Thomas echoes what many other experts told Fortune: There are multiple categories for vaccine prioritization ranging from age, to career, to underlying health conditions, and a combination of employers, public health systems, and hospitals must grapple with all that data.

At the Ohio State University COVID vaccination sites, you’d have to present an ID for verification, even if you’re someone who is already in that health system’s patient portal. Being in the patient portal makes things easier since you already know what a vaccine recipient’s age and underlying medical condition are.

Still, much of the process can boil down to self-attestation and something of an honor system. Harvard’s Weintraub and other medical experts have made the case that at the end of the day, it’s better to get as many shots into arms as possible, irrespective of the technical phases.

“In Massachusetts, we ask you: Are you eligible for the vaccine you attested, prior to scheduling your appointment? ‘Yes, I fit into these categories.’ And there’s no further documentation required,” she says. “There’s proactive outreach to groups, especially the elderly, saying you are eligible, you’re over 75, please schedule an appointment.”

It’s practical, but it manifests itself in socioeconomic inequities. Black and Latino populations have grappled with the worst of the pandemic, and yet their vaccination rates still lag behind nonminority peers.

For instance, as of Feb. 15, just 3% of the 6.2 million COVID vaccine doses administered in California went to Black Americans despite the demographic making up 6.5% of the state’s population, according to state Census and public health data. The disparity is even more egregious for Latino communities, who make up 40% of the population but have received just 16% of the administered doses.

Triage and its discontents

Ultimately, the purpose of a vaccination campaign is to achieve herd immunity. In order to do that, you need to have upwards of 70% of a population immunized.

But given America’s historical struggles with vaccine skepticism, that could prove a lofty goal. And delicate commodities such as the Pfizer and Moderna vaccines, which may spoil within a day once they’ve been thawed and reconstituted, are simply too precious to waste.

“The advice is, if you have eligible candidates, they can get it. And I can tell you if some of your friends ended up getting in through the efforts that we were doing here in Kansas City, at Kansas City University, specifically, it was only because there was a leftover vaccine,” says D’Agostino. “Remember, this is adding a whole separate layer of complexity because each one of those people now needs a booster shot,” referring to the fact that the Pfizer and Moderna vaccines are two-dose vaccines.

## Work to complete:
Please resume the excerpt on COVID vaccine prioritization, starting right after D'Agostino's remark about booster shots. The lines after this text can be set aside.

## Data for review:
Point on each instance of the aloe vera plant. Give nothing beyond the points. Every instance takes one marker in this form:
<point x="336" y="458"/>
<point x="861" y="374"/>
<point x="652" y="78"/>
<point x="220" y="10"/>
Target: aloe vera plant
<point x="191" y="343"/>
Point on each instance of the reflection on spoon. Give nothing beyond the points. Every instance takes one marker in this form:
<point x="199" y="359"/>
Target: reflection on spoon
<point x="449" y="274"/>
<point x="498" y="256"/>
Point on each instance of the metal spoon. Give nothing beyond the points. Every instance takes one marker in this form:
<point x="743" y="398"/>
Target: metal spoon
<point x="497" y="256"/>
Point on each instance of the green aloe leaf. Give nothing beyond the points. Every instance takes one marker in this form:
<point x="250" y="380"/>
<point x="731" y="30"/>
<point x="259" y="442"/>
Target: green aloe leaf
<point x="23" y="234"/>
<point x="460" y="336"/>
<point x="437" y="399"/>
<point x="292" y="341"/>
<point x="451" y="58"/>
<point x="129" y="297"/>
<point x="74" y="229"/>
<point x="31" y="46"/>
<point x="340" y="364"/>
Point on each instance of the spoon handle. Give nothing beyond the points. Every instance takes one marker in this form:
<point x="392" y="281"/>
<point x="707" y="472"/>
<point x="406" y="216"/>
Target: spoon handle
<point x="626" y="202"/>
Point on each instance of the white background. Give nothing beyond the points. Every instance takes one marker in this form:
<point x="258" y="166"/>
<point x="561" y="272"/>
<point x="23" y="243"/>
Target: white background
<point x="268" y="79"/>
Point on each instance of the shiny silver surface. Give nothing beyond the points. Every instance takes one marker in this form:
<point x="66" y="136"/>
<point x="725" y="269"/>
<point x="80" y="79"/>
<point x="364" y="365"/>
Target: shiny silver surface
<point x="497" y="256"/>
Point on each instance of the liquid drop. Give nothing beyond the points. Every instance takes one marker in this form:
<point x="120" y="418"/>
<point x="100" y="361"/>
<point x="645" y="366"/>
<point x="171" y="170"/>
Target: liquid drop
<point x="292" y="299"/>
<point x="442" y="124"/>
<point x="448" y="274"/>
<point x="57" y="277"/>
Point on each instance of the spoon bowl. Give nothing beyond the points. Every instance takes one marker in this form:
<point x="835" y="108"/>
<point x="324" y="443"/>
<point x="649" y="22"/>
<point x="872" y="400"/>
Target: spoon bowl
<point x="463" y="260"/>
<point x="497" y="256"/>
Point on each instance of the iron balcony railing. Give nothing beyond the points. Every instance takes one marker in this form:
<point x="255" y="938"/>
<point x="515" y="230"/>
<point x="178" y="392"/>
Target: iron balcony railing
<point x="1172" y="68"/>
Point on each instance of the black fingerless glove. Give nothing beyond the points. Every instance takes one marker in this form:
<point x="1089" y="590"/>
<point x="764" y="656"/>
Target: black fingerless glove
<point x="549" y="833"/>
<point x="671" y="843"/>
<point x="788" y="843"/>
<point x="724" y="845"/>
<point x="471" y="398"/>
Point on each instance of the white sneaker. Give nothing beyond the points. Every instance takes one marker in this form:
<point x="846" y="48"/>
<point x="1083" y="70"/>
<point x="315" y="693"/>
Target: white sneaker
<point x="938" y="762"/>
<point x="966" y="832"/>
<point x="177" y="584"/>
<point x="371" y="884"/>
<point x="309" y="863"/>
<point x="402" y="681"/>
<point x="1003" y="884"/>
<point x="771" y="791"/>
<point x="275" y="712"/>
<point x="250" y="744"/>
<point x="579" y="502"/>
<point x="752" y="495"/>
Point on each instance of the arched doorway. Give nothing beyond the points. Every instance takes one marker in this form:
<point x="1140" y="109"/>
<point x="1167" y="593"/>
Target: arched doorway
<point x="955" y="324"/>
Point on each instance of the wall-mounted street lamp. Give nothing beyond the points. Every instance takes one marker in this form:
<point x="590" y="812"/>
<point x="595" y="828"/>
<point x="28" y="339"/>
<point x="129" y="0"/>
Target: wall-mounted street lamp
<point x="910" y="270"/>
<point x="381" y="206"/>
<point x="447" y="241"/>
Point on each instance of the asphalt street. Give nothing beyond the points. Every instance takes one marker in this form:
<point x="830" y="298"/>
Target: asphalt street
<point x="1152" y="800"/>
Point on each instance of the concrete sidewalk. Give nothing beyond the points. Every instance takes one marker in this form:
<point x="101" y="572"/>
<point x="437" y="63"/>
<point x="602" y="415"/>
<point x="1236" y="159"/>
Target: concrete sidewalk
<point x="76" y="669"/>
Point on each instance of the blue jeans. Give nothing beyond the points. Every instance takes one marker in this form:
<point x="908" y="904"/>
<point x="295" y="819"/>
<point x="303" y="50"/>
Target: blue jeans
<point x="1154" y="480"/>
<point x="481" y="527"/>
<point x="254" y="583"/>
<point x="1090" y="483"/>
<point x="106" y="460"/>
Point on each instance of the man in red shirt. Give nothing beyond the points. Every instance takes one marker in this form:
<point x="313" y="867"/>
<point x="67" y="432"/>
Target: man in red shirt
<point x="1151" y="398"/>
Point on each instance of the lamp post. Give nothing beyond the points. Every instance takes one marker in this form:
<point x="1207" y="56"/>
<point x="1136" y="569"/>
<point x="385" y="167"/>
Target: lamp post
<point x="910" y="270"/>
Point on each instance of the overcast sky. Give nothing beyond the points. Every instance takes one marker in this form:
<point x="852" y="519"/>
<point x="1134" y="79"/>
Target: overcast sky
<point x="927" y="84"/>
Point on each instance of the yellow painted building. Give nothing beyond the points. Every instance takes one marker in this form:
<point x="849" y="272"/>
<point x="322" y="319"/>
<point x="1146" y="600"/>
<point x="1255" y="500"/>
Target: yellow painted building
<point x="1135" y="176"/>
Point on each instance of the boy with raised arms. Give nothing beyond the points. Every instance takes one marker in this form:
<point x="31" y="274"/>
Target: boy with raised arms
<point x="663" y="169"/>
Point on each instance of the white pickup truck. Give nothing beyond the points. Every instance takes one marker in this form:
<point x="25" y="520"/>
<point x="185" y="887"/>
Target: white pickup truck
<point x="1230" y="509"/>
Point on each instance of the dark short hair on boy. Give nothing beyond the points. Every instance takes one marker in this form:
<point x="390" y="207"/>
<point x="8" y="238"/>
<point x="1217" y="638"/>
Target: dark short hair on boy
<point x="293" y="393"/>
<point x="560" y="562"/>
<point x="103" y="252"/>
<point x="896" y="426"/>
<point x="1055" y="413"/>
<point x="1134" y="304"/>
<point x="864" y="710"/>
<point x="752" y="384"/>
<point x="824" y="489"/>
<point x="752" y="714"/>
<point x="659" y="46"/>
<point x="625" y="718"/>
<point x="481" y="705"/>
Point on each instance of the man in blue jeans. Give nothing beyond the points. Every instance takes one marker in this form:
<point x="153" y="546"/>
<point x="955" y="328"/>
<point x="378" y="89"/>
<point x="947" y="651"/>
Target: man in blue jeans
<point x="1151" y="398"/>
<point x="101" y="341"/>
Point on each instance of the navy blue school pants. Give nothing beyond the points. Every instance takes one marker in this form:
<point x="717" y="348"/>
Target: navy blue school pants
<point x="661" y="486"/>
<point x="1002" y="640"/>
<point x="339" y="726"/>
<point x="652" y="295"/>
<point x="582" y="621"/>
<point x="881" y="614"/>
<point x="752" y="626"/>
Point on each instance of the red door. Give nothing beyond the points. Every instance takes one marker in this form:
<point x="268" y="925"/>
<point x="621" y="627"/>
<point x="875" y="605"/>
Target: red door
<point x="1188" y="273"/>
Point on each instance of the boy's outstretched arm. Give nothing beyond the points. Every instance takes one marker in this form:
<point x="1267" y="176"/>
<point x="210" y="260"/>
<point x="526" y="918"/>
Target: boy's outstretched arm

## Result of this exercise:
“And if they’re not in the appropriate phase, we have to make sure that they’re in the appropriate health software to ensure that they get another vaccine. So it’s complex, but the reality is, they’re more than likely getting what was left over, and these would have been wasted in other situations.”

Of course, it’s preferable to get a shot into someone’s arm if the alternative is to waste a vaccine. But the disparate stories of who faces verification hurdles and the inequities it produces in a global COVID vaccine drive underscores what’s been clear from the first days of the pandemic: The frustrating communication problems and lack of unified strategy across the spectrum of public and private players have birthed an unequal immunization playing field, particularly for vulnerable communities.

There’s a psychological downside to these disparities, too, which should encourage states to be vigilant, or at least consistent, in their standards, according to Swift.

“There are those occasions, you know, where you are going to either lose a dose because it’s expiring at the end of the day, or have to waste it, or give it to someone else who might be 64 and a half, or whatever,” she says.

“But you should make your best effort to still target the vaccination to that eligible group. It just increases the trust of the public in the system, because people will get cynical and down at heart if they start to hear more and more of these stories of people not getting vaccination, or getting vaccines when they’re not eligible.”